§ **Stated problem**:
Take the line that contains "Every instance of the bird's beak" as the first line and the final line of the records as the last; return exactly those lines and the lines between.
##### Listed records #####
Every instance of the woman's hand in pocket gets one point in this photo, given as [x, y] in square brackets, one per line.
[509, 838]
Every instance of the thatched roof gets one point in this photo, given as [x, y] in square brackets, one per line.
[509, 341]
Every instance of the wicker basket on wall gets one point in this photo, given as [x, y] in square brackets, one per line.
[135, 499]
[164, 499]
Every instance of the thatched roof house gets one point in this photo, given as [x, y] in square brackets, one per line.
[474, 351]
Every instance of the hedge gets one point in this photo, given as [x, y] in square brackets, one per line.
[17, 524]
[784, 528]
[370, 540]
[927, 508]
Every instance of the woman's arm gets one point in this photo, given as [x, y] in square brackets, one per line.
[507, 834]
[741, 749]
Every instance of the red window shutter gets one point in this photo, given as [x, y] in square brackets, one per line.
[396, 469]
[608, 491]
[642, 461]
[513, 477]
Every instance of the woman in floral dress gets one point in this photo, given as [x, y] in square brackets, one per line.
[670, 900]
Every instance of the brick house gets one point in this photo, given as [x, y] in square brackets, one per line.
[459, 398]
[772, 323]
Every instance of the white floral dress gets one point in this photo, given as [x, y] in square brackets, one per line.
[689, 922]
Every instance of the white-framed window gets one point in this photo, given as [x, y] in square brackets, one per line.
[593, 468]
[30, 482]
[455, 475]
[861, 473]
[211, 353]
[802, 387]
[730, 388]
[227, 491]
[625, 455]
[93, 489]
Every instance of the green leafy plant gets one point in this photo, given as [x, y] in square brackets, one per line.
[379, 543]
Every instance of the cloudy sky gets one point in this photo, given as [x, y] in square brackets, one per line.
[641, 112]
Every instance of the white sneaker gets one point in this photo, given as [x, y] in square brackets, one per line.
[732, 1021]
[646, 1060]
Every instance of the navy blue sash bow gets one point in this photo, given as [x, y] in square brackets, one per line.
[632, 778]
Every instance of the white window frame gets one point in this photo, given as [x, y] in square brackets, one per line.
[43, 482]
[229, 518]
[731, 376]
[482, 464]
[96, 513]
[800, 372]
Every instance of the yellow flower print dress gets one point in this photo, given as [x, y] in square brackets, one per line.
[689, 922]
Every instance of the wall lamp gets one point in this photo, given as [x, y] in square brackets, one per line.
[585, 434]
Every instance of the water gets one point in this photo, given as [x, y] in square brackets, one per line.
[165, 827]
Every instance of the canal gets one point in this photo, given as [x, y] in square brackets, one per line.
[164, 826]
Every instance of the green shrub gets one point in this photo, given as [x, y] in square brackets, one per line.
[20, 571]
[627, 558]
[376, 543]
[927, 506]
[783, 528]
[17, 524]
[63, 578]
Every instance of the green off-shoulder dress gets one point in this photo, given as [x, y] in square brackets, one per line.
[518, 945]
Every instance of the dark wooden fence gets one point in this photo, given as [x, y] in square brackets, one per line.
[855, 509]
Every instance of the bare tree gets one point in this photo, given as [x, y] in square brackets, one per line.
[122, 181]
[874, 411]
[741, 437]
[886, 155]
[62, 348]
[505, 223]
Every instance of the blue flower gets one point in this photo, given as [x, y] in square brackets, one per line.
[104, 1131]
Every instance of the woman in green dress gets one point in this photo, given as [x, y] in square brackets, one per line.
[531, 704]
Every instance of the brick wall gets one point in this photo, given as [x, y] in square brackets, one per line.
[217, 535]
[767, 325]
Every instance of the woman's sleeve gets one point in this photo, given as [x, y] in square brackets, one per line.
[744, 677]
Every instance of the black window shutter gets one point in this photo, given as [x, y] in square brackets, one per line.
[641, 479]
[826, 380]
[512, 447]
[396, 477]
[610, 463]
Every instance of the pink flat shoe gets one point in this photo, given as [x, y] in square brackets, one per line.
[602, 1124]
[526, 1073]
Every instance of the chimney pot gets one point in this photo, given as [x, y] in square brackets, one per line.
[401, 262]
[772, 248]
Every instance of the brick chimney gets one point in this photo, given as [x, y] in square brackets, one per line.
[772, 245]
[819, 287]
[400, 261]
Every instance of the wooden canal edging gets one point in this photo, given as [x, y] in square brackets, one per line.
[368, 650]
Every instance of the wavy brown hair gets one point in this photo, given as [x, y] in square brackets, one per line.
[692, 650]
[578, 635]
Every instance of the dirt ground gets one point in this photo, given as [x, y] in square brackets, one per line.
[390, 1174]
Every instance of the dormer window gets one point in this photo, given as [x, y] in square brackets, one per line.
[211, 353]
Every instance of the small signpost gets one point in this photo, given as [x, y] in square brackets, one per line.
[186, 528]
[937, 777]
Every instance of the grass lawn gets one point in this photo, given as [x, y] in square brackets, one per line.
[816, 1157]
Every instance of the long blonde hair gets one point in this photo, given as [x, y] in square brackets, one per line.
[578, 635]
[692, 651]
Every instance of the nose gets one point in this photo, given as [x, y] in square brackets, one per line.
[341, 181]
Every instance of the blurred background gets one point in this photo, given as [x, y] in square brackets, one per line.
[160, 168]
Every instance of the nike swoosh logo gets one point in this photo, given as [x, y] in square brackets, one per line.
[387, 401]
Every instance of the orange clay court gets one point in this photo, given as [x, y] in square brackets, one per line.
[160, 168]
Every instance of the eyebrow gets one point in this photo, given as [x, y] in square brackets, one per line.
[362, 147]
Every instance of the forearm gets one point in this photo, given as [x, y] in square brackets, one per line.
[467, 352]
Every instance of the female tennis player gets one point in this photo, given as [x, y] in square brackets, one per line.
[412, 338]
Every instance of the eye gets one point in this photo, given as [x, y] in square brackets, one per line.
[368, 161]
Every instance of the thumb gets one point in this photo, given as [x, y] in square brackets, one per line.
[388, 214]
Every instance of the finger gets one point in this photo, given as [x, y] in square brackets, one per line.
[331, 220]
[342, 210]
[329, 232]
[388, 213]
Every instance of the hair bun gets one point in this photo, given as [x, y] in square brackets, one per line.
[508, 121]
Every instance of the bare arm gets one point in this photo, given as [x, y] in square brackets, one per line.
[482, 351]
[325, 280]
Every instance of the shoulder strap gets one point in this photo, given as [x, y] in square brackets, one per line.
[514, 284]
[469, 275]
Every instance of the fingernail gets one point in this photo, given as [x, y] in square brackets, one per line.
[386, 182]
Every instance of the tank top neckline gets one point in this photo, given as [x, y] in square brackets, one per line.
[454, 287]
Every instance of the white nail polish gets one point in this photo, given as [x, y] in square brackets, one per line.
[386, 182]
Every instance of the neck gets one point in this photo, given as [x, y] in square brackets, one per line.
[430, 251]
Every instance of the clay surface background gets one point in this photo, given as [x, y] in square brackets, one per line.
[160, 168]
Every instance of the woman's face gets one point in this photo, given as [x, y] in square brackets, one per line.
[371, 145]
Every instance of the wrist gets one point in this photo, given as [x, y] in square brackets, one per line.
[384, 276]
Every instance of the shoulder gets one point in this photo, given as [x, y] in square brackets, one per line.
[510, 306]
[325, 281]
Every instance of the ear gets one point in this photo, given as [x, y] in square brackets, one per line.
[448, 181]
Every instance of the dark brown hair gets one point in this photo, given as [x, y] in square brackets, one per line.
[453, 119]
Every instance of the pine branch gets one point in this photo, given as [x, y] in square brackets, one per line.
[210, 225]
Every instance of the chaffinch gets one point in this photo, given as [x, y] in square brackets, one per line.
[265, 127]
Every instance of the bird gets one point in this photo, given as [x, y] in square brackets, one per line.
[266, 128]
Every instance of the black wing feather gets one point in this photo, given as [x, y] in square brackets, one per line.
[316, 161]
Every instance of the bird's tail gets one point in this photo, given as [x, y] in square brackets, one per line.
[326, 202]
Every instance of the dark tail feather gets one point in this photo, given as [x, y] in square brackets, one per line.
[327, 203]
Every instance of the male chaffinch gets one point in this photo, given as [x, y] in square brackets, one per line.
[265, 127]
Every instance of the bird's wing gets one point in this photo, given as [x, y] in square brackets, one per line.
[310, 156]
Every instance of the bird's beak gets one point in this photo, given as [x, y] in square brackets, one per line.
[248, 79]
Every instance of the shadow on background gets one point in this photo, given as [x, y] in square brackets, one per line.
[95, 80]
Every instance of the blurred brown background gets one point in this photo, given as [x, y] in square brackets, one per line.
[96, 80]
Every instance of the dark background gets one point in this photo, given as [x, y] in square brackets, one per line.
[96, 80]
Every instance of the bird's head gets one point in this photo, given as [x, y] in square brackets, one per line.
#####
§ **Solved problem**:
Every instance of the bird's beak gets one point in this photo, given as [x, y] in square brackets, one per line.
[248, 79]
Every instance of the shadow on background gets one point in this photo, given as [x, y] in square brackets, one per line.
[95, 80]
Every instance of the blurred brown background gets one point in this photo, given as [x, y] in square brackets, one per line.
[96, 80]
Every instance of the dark background gets one point in this photo, given as [x, y] in square brackets, one per line.
[96, 80]
Every instance of the bird's head gets one point in this photo, given as [x, y] in square brackets, one per line.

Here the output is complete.